ФРАГМЕНТ СТРАНИЦЫ:

-*-

Невыносимость духовного и материального бытия заставляли погружаться глубоко в себя, и в то же время, делали поэта замкнутым и отдаленным. В стихах звучала предельная обнаженность, крик потерянного до отчаяния человека. Подчас поэты, больше, чем кто бы то ни был, чувствовали себя в этом новом для них мире ненужными, лишними. И тогда, как неизбежный выход из создавшегося кошмара, они видели только в обращении к другому, неизведанному миру — миру снов и иллюзий. Ожидание чего-то нового, некой «волшебной палочки», которая выведет из тьмы сознания на свет божий, вело к мистицизму, метафизическому восприятию мира.
Человек может стремиться преодолеть свое одиночество не столь через жизнь в «коллективном сознании», сколь через познание или через изменение своего «я». Через одиночество рождается новое «я», новая личность, самопознание и самосознание. Познание самого себя через одиночество стало углубленной концепцией, которая нашла свое отражение в литературном творчестве. И всё же, человек не может существовать долго в полной изоляции, как внутренней, так и внешней — его влечет к другому «я», к тайному окну в другой мир, к Богу. И, таким образом, общение с окружающим миром, творчество и любовь не только к «ближнему своему», но и к Богу могли помочь поэту выйти из состояния одиночества, из замкнутого пространства, в котором он оказался волею судьбы. Чтобы выстоять, нужна была вера, нужен был тот свет, который бы показал путь к истине и добру. Этим светом явилась вера в Бога, без которого человек подчас одинок. Таким ненужным, «лишним» человеком чувствовал себя и любимец эмигрантской публики, поэт Владимир Смоленский.
Я не хочу поднять тяжелых век,
Там те же звезды, в том же мраке стынут.
Как одинок бывает человек,
Когда он Богом на земле покинут.
В 1933 году в газете «Возрождение» появилась статья русского философа И. А. Ильина под названием «Одинокий художник». Это время было переломным для многих русских литераторов, оказавшихся вдали от родины, на чужой земле. Оторванность от привычного окружения, от близких им людей, замкнутость, изоляция — все это порождало особенно глубоко пессимистическую ноту в поэзии:
Как жутко это полу-бытие,
Иной какой-то жизни отраженье,
Как страшно одиночество моё,
Ненужное, бесплодное горенье.
Игорь Воинов
Однако в четырех стенах замкнутого пространства они продолжают творить свое, новое «я»: созерцательное или внутренне преображенное, обращенное к невидимому читателю. Иногда это была мольба, порою — молитва, крик души:
Тот же звон трамваев и авто.
Грустно пахнет зеленью и хлебом.
Все, как было: все — не то, не то.
Ты забыл, что наша жизнь смертельна,
Ты кричишь в надежде беспредельной.
Не услышит — никогда — никто.
Довид Кнут
Или это — чувство глубокой печали о невозвратном:
Одинокий, опечаленный
Провожу я день за днём;
В сердце — черные развалины,
Все сгорело, всё — в былом.

-*-

ДАННЫЕ:
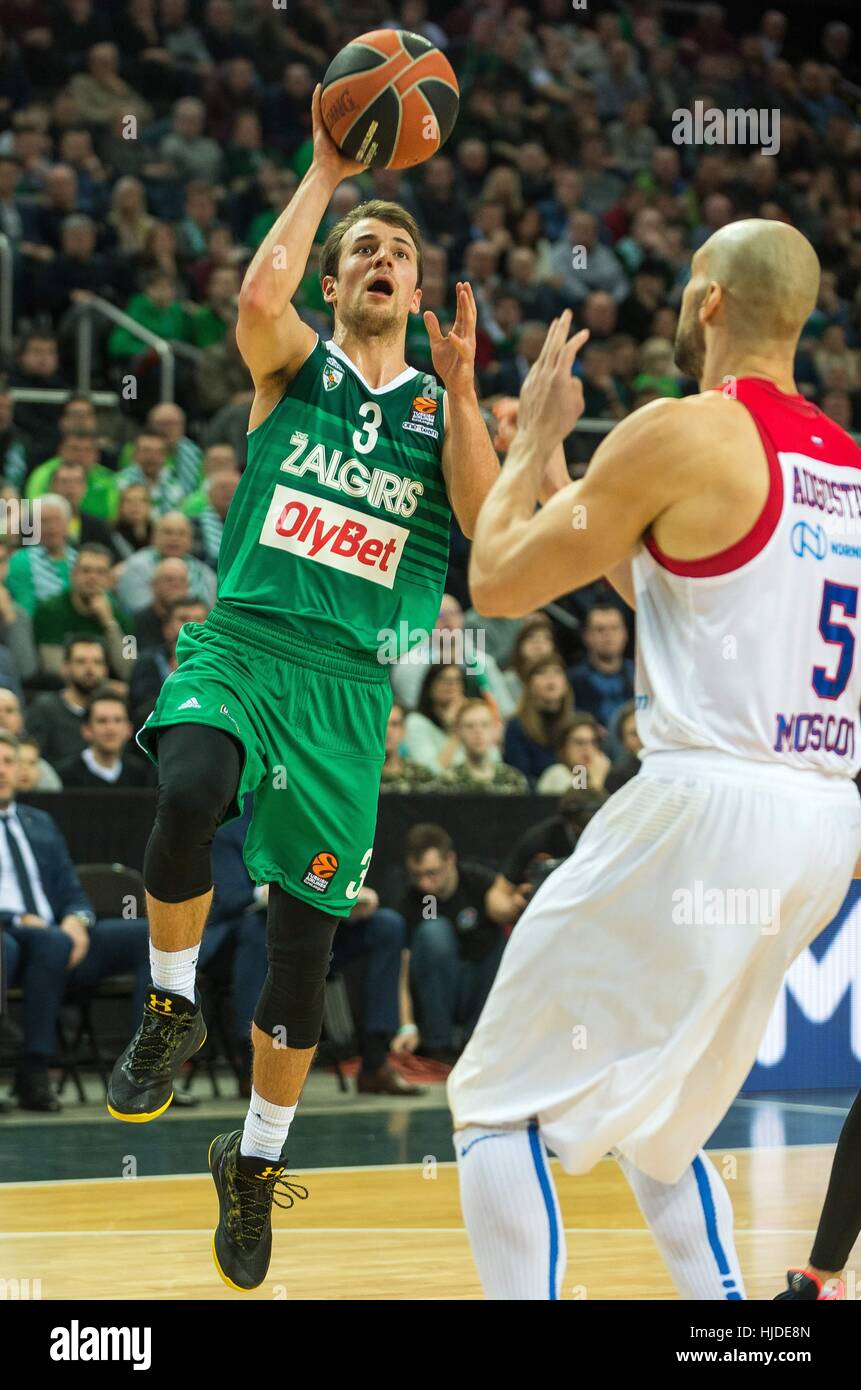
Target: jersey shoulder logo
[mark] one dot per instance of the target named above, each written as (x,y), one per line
(423,416)
(333,374)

-*-

ЗАДАНИЕ:
Пожалуйста, приведите ещё раз без изменений часть фрагмента страницы от слов «Игорь Воинов» до слов «зеленью и хлебом.» включительно.

ГОТОВЫЙ ОТВЕТ:
Игорь Воинов
Однако в четырех стенах замкнутого пространства они продолжают творить свое, новое «я»: созерцательное или внутренне преображенное, обращенное к невидимому читателю. Иногда это была мольба, порою — молитва, крик души:
Тот же звон трамваев и авто.
Грустно пахнет зеленью и хлебом.